Excerpts of location labeling data:
** BEGIN **

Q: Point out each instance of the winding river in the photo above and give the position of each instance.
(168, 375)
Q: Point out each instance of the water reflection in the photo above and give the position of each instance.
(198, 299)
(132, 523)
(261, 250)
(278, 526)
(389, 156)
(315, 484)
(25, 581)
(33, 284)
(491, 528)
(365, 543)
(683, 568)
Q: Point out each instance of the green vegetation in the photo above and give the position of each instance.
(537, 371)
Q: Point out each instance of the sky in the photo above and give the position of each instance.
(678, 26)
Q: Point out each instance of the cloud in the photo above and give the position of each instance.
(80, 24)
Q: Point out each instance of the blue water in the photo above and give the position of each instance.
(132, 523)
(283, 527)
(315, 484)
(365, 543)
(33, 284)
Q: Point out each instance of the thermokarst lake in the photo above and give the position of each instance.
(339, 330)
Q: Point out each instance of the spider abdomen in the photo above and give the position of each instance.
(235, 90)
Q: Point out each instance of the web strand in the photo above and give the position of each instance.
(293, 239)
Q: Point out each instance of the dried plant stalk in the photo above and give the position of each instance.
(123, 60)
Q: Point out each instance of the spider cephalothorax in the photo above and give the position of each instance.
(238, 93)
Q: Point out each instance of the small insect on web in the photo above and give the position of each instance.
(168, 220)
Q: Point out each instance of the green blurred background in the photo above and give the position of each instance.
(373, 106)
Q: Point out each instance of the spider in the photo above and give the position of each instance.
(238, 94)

** END **

■ SET EXERCISE:
Repeat the records exactly, including every line.

■ ANSWER FOR THIS EXERCISE:
Q: Point out each instance of the winding river in the photo above and give the position of each instance.
(168, 375)
Q: Point out each instance of the water reflection in the photo above and give the position of each instance.
(198, 299)
(132, 523)
(261, 250)
(278, 526)
(389, 156)
(315, 484)
(25, 581)
(33, 284)
(491, 528)
(365, 543)
(683, 568)
Q: Point out each instance of the green vegetation in the photo above and give the position of each instance.
(537, 371)
Q: Point out each instance of the sky in the photo above and give the position of each instance.
(678, 26)
Q: Point out each instance of the cloud in the photo above and give the position of each instance.
(80, 24)
Q: Point out each instance of the blue water in the photo above and give the position of each instance.
(132, 523)
(283, 527)
(315, 484)
(365, 543)
(33, 284)
Q: Point out each instance of the thermokarst lake in the photo above and give the position of each instance.
(339, 330)
Q: Point out each instance of the spider abdomen in the photo above and give the position of each instance.
(235, 90)
Q: Point out each instance of the web strand in the photo above and give the position of each instance.
(293, 239)
Q: Point out each instance of the dried plant stalk in the photo above and give the position of each instance.
(123, 60)
Q: Point out each instance of the spider cephalothorax in the photo above and give the position of each instance.
(238, 93)
Q: Point out each instance of the small insect on web in the photo above and give the position of each instance.
(168, 220)
Q: Point out each instance of the green blurred background in the photo above and give the position of each instance.
(373, 106)
Q: Point out each instance of the spider in the photo above and give the position of each instance.
(238, 94)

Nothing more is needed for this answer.